**Seitentext**.
---------------

Dort sei er als alter Bekannter empfangen worden, der gerade erst entlassen wurde, berichtet der Polizist. Entgegen ihrer Gepflogenheiten hätten sie den Patienten bis auf die Station begleitet. Noch eine gute Idee: Plötzlich habe er sich losgerissen, wollte nicht in der Klinik bleiben. Am Schluss habe man ihn auf dem Bett fixieren müssen, beschließt der Leichlinger Polizist seine Aussage.   

Zeugen sehen die Attacke im Leichlinger Stadtpark

Der Aufenthalt des Mannes währte nur kurz: Am Mittag des 13. Juni stieg er am Leichlinger Busbahnhof aus, um eine 22-Jährige zu verfolgen. Was genau im Stadtpark auf Höhe der Bücherei geschah, berichten zwei Augenzeugen: Eine Bibliotheksangestellte sah, wie ein Mann ein Mädchen von hinten umarmte und an ihrer Kleidung zerrte. Ihre schwarze Leggings habe er heruntergezogen. Als die junge Frau dann auch noch laut um Hilfe gerufen habe, sei sie eingeschritten.

---------------

**Bereitgestellte Angaben**.
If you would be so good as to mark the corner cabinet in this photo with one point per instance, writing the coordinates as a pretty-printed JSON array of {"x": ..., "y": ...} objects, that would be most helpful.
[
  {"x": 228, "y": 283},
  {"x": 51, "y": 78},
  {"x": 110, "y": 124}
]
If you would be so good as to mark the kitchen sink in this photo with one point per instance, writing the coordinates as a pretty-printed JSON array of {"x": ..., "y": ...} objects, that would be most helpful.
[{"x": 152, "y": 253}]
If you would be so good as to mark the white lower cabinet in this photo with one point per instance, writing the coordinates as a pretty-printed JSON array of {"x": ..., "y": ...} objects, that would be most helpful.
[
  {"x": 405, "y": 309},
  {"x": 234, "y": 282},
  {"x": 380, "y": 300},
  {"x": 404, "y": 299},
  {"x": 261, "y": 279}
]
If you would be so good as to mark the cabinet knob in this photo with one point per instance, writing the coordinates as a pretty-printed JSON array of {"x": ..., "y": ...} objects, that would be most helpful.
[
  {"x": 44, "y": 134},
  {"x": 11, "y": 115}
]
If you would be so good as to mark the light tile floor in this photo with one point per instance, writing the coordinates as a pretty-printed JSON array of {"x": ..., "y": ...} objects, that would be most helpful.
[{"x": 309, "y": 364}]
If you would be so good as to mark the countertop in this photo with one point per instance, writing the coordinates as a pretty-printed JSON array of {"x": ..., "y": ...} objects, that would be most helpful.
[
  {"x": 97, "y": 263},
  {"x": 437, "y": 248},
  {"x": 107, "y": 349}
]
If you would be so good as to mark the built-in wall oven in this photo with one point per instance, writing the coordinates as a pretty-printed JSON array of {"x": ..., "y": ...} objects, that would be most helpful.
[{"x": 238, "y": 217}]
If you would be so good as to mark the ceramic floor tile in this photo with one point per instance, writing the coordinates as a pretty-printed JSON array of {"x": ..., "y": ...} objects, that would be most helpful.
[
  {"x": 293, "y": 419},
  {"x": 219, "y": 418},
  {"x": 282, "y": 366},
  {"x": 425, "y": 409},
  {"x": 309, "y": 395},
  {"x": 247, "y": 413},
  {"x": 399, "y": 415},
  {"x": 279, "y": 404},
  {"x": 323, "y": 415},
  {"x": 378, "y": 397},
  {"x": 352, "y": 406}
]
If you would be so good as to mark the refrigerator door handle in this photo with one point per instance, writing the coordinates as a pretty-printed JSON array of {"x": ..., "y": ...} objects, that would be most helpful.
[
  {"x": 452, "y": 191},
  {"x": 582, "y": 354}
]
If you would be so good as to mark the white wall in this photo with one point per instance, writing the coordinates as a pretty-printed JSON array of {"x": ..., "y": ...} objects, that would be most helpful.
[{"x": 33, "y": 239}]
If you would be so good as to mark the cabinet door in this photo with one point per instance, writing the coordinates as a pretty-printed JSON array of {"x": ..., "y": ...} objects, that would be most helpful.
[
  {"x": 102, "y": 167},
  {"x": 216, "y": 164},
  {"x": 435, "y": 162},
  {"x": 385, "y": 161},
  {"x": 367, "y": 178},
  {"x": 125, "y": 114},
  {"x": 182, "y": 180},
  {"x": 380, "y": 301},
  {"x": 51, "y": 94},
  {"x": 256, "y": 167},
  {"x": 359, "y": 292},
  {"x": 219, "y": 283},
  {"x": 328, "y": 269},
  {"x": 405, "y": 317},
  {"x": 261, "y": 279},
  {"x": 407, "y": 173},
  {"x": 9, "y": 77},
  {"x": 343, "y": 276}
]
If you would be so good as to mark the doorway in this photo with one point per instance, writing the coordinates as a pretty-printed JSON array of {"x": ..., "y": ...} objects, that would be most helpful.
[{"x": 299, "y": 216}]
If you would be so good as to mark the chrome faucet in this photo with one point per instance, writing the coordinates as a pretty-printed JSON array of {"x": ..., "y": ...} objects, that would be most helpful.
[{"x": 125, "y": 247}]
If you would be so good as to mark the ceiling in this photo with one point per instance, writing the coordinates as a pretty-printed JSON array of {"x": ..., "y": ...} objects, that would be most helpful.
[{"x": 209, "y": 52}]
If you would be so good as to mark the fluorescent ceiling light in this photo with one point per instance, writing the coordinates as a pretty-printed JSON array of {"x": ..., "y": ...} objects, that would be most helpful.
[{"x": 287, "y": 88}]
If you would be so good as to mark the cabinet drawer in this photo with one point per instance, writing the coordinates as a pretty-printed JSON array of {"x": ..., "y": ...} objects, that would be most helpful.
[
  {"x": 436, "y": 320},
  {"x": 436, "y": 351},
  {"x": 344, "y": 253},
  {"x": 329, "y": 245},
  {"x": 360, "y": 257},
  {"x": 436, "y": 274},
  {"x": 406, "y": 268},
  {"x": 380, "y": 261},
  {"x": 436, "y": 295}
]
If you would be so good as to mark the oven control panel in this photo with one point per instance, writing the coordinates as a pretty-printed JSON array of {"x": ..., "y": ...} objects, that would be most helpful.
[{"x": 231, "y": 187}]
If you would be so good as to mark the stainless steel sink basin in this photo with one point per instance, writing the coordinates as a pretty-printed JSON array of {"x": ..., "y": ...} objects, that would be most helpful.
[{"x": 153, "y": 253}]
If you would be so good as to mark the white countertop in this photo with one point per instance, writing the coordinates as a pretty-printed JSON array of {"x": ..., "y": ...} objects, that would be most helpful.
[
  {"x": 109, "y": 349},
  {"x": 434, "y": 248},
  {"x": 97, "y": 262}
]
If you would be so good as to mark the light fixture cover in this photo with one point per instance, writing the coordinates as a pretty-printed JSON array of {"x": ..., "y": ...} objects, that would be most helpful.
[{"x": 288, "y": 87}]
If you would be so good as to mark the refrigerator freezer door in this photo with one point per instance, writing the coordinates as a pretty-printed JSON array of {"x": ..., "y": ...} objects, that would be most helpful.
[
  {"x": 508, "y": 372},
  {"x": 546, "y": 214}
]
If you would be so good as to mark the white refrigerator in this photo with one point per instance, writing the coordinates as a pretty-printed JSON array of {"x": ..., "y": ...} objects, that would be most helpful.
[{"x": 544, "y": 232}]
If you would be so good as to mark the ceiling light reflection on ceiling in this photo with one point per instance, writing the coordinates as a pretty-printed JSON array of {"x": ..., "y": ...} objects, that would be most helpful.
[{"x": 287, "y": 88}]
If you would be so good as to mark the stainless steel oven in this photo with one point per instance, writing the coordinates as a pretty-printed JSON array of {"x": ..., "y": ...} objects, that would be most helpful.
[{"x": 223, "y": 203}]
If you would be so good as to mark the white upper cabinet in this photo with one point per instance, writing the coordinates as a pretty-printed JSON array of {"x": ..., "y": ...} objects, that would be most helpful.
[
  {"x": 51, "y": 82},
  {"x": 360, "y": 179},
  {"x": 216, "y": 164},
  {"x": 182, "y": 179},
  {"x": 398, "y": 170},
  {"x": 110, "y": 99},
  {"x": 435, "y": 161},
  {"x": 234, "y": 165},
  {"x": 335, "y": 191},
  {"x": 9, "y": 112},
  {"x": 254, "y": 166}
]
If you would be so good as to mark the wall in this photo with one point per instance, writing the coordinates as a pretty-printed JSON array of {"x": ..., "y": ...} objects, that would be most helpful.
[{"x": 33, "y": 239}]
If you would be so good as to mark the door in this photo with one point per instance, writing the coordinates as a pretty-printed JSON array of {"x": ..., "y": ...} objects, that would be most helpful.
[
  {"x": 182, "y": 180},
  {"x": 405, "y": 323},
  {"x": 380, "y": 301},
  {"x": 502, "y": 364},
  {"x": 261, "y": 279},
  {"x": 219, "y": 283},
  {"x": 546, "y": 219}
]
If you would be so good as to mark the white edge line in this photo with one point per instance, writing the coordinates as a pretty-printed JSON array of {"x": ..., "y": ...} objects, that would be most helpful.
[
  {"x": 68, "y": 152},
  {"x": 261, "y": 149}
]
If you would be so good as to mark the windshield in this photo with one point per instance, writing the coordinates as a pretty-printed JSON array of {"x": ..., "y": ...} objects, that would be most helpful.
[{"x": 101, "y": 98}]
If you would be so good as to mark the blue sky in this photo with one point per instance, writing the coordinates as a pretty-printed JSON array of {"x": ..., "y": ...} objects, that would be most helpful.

---------------

**Gelesenes anwenden**.
1. Wann und wo stieg der Mann laut Seitentext aus dem Bus, um die 22-Jährige zu verfolgen?
2. Zählen Sie alle Handlungen auf, die der Mann laut Seitentext nach Aussage der Bibliotheksangestellten im Stadtpark an dem Mädchen beging.

**Erwartete Ergebnisse**.
1. Am Mittag des 13. Juni stieg er am Leichlinger Busbahnhof aus.

2.
- Er umarmte das Mädchen von hinten.
- Er zerrte an ihrer Kleidung.
- Er zog ihre schwarze Leggings herunter.